Pick out the lines below that include the string "tight".
GIVEN RECORDS below:
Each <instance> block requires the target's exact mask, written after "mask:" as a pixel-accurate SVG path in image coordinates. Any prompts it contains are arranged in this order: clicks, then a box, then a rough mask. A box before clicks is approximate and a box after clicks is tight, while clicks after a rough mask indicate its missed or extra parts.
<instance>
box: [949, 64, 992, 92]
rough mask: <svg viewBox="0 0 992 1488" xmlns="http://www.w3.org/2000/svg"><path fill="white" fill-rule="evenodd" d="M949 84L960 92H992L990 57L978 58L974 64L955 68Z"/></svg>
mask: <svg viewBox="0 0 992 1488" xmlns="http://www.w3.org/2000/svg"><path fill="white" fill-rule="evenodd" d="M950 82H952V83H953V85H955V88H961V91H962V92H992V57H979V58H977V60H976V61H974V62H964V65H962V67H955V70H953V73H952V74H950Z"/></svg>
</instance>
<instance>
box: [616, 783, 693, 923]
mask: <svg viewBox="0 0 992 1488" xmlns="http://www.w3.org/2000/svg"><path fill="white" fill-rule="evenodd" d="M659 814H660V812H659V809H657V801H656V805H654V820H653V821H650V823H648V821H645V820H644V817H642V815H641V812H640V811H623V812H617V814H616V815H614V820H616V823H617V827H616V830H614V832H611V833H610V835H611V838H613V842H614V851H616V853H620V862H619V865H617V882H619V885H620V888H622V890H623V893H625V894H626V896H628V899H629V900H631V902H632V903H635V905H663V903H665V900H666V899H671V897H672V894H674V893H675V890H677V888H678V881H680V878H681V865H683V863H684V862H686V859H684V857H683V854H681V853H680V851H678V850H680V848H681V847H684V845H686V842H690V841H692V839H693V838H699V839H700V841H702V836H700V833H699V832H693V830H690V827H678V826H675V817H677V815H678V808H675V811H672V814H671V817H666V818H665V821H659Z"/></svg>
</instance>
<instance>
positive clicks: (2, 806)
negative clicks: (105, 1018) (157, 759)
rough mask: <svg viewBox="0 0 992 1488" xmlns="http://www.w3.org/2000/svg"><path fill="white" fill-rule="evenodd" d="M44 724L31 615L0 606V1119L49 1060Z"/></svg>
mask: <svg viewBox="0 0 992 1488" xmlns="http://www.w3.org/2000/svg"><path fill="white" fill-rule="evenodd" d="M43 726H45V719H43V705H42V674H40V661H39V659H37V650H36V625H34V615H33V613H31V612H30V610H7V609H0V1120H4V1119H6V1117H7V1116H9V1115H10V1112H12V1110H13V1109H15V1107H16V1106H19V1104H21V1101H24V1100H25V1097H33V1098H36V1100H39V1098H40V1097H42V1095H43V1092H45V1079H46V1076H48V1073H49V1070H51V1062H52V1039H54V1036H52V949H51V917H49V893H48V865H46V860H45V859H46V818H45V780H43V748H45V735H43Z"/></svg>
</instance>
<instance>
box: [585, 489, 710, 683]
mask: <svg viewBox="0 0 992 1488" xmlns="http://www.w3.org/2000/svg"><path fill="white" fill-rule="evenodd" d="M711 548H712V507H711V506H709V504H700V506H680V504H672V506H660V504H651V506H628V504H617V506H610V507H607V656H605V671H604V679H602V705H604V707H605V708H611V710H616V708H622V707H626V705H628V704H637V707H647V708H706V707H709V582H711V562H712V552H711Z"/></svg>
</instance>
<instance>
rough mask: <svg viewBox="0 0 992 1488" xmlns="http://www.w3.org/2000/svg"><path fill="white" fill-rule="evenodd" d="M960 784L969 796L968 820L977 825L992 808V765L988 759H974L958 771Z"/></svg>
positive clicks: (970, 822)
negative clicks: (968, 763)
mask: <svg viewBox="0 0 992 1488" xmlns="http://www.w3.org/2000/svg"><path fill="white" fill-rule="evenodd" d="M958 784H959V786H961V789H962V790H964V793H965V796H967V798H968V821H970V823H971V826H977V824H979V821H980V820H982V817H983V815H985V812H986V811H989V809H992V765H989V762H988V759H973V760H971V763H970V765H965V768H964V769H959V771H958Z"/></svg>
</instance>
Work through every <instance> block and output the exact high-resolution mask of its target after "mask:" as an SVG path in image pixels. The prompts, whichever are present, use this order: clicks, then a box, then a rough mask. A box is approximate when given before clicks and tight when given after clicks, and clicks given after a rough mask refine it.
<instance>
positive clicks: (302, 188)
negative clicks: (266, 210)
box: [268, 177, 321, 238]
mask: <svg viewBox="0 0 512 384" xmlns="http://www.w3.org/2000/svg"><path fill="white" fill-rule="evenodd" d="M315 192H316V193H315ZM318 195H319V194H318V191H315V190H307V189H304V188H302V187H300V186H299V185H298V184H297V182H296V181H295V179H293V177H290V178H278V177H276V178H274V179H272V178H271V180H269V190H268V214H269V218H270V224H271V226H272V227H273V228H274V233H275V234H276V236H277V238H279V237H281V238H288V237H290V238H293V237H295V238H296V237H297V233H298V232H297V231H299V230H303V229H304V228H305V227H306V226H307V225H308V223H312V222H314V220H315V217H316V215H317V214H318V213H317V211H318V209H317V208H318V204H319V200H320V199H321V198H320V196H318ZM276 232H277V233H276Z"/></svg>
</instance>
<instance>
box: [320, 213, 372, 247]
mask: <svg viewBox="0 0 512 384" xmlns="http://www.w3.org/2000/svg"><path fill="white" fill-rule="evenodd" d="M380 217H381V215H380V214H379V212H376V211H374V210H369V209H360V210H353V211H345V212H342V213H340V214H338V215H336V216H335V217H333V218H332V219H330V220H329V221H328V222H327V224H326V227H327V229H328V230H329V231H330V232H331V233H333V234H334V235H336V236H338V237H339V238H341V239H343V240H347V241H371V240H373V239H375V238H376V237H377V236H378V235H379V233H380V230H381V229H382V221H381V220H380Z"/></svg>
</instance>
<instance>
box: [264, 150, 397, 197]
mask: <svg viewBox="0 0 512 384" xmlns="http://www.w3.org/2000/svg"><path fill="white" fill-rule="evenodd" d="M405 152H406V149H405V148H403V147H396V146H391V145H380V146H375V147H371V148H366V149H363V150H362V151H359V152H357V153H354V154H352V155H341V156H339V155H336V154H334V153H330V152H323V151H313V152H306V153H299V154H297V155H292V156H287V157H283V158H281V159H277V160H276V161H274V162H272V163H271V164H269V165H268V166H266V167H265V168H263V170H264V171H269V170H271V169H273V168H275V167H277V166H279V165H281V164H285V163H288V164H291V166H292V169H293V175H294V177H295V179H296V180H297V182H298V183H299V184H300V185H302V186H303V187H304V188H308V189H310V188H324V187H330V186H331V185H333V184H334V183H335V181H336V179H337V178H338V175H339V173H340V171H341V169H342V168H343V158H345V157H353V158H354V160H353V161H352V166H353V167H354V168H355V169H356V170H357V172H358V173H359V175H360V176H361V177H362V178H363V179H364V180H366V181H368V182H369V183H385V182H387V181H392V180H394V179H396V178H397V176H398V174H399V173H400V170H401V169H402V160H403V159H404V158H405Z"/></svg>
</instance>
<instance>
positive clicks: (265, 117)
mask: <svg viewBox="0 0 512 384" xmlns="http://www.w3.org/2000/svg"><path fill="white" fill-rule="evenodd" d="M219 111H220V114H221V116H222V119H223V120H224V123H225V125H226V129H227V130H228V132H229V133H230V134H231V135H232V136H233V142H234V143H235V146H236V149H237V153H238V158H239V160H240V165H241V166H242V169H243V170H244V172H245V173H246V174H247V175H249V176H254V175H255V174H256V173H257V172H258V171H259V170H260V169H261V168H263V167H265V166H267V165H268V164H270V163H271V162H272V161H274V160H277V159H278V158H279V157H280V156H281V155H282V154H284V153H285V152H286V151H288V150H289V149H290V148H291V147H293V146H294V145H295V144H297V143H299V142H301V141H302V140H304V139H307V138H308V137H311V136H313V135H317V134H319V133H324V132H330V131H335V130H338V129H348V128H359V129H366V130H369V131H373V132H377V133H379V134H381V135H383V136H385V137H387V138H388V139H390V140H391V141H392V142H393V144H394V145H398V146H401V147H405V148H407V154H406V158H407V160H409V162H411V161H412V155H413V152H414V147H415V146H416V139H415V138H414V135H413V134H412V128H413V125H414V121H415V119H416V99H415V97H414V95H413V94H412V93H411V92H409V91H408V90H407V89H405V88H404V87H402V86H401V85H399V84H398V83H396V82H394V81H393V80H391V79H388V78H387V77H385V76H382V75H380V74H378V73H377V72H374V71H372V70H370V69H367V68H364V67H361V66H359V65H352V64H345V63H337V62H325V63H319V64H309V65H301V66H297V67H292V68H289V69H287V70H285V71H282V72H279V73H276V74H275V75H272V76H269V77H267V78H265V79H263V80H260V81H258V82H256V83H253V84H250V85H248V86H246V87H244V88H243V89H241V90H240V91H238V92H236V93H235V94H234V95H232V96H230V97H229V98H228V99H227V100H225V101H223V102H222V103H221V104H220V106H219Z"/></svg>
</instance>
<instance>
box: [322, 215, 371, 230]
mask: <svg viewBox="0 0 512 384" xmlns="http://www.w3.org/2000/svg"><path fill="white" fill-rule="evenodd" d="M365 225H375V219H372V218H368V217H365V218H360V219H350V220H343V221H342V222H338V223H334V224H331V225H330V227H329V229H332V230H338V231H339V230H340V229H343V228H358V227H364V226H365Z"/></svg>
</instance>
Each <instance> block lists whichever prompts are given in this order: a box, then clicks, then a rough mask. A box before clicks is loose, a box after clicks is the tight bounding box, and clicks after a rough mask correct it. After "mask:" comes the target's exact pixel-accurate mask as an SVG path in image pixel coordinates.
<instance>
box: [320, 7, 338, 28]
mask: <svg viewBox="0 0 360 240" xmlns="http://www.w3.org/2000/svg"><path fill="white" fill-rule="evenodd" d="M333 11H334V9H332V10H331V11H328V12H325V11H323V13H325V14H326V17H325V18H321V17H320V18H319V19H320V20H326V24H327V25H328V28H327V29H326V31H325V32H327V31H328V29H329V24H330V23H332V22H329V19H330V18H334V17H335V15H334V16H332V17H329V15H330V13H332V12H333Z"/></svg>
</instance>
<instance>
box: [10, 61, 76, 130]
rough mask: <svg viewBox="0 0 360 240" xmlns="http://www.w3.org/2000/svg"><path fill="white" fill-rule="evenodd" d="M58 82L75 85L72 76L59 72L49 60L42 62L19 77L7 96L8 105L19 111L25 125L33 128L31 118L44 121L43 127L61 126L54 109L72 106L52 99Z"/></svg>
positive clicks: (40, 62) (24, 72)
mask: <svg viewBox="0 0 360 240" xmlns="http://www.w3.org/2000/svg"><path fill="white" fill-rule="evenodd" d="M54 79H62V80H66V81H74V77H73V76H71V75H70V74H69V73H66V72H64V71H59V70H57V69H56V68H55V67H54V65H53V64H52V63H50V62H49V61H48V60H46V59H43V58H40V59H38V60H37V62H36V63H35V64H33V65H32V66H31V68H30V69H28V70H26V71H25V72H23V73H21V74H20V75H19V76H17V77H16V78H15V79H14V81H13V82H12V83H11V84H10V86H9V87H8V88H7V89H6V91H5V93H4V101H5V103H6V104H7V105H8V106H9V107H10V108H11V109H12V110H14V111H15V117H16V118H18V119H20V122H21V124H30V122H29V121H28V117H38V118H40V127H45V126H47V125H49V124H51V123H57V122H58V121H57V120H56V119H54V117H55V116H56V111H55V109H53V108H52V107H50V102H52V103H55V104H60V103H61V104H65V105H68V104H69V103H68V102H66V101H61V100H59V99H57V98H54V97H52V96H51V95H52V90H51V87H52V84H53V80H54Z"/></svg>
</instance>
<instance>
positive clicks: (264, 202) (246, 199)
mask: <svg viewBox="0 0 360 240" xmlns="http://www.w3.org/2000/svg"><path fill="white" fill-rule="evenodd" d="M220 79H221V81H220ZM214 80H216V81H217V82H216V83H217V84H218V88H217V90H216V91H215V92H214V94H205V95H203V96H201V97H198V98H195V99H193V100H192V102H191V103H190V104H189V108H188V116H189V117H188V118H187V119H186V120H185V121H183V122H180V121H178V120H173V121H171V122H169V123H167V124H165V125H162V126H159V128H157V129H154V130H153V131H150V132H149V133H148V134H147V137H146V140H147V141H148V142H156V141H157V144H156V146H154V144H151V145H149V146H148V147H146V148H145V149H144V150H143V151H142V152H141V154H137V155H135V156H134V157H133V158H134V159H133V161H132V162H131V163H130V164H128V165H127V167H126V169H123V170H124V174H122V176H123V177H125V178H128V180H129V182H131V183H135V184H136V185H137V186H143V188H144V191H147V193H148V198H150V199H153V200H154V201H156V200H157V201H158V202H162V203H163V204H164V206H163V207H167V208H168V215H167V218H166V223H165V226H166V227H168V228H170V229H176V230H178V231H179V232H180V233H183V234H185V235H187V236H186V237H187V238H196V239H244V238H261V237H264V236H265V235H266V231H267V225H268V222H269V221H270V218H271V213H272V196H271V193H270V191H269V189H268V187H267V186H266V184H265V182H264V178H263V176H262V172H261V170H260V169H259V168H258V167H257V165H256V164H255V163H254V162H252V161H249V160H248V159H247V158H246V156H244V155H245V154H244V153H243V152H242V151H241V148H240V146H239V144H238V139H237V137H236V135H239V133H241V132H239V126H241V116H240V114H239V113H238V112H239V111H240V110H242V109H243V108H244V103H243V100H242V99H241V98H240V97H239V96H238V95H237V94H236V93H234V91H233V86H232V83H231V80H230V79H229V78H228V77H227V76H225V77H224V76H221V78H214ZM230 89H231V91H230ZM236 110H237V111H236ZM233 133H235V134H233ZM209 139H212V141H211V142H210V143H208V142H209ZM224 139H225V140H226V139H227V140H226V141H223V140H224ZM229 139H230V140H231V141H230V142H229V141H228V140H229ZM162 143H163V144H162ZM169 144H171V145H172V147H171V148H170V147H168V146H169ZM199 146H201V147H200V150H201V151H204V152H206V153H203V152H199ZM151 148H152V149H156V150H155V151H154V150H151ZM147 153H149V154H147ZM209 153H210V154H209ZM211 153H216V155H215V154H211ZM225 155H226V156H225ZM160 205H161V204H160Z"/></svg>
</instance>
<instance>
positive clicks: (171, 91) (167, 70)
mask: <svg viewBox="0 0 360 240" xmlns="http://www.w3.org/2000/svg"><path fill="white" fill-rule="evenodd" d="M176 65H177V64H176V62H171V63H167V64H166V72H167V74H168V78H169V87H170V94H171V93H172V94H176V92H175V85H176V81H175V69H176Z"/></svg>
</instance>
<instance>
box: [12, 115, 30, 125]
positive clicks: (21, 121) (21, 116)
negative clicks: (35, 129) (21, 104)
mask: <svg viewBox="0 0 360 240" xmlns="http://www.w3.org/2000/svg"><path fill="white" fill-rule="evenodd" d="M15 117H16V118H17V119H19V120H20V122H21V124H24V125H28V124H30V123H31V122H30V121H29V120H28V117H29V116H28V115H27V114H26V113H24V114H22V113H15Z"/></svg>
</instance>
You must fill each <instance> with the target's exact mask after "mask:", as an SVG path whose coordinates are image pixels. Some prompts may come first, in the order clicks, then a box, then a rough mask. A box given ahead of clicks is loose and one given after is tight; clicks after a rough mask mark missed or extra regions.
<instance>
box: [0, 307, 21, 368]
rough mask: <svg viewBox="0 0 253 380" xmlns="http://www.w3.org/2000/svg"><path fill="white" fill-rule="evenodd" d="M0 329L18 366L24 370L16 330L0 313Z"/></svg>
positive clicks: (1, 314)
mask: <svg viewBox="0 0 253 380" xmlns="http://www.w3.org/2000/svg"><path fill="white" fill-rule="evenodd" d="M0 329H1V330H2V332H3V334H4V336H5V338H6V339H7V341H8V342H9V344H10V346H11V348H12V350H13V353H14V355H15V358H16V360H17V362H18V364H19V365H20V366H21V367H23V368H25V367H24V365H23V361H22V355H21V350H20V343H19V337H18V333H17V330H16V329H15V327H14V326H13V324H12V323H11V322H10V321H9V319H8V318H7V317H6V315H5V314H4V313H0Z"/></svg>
End of GIVEN RECORDS.
* _YOUR RESPONSE_
Each <instance> block requires the target's exact mask, written after "mask:" as a pixel-accurate SVG path in image coordinates. Any prompts it contains are arranged in this order: clicks, then a box, then a rough mask. A box before clicks is approximate and a box after clicks is tight, while clicks after a rough mask indicate its missed or extra parts.
Work through every <instance> block and output the exact high-resolution mask of its target after "mask:" as an SVG path in image pixels. The prompts, whichever are present, use this order: clicks, then a box, then a rough mask. A box is approximate when given before clicks and tight when given after clicks, and clicks given after a rough mask refine it.
Each <instance> block lists whichever prompts are given in this order: a box, then clicks, then a rough mask. A box before clicks is loose, a box after clicks is the tight bounding box, and clicks after a rough mask correct it. After "mask:" comes the target's exact pixel-accurate mask as an SVG path in image pixel coordinates.
You must fill each <instance> with the target's exact mask after "mask:", as an SVG path whose coordinates are image pixels. Some prompts may come first, in the order clicks, then a box, then a rough mask. A box given ahead of clicks is loose and one given after is tight; clicks after a rough mask mark missed or extra regions.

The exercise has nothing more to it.